(PROBLEM DESCRIPTION): Count the lines in the rows below that contain the word "green". Reply with the number alone.

:: DATA FOR THE TASK ::

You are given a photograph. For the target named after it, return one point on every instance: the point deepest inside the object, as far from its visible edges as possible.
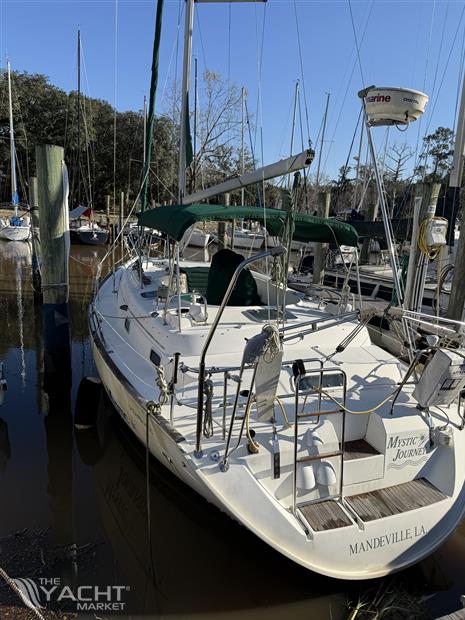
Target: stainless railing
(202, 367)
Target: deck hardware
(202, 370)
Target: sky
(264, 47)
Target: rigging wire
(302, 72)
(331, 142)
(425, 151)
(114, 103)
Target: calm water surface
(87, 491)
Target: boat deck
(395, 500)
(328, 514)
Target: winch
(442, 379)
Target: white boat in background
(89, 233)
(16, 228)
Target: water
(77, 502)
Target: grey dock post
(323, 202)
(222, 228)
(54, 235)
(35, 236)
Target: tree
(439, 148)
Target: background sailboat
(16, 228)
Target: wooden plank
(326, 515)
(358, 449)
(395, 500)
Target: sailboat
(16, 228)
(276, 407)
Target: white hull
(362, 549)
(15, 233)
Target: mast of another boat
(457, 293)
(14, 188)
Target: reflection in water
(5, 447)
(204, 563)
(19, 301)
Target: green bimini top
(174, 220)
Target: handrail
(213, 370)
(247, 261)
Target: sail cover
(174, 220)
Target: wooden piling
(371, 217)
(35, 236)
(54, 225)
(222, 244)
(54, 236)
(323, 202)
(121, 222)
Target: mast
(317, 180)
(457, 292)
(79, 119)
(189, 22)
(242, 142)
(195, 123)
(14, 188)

:::
:: DATA FOR THE TASK ::

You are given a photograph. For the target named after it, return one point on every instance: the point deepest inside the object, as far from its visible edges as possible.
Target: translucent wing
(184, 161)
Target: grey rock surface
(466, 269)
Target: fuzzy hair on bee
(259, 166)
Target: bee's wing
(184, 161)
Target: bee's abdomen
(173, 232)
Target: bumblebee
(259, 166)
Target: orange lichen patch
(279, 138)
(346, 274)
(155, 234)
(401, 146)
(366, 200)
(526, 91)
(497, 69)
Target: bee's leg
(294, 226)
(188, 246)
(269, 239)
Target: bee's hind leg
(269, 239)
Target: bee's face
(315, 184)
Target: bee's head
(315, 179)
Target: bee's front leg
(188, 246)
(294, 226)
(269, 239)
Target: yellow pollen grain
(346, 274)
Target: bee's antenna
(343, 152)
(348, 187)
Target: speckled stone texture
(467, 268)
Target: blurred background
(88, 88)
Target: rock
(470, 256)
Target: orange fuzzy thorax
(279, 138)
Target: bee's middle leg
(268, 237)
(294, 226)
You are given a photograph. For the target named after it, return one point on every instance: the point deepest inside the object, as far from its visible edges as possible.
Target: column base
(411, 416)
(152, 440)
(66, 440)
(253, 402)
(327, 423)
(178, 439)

:::
:: DATA FOR THE TASK ::

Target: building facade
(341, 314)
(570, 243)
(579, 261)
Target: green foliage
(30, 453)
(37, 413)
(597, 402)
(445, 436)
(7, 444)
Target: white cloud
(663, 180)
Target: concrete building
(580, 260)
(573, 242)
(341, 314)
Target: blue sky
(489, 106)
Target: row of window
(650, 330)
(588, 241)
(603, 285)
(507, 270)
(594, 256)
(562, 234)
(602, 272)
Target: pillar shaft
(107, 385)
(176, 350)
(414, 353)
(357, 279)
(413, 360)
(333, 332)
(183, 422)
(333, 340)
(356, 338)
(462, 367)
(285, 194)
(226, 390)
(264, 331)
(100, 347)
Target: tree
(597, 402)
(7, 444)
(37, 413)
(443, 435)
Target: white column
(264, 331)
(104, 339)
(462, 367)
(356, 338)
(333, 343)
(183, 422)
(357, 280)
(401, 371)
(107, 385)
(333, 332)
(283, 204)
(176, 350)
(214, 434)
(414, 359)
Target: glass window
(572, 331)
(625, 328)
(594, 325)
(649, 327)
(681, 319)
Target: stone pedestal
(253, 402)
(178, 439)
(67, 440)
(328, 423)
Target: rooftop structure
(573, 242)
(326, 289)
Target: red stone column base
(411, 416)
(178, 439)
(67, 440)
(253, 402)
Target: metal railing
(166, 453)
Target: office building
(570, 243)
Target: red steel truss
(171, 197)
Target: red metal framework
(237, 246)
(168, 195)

:::

(EXPECTED ANSWER): 2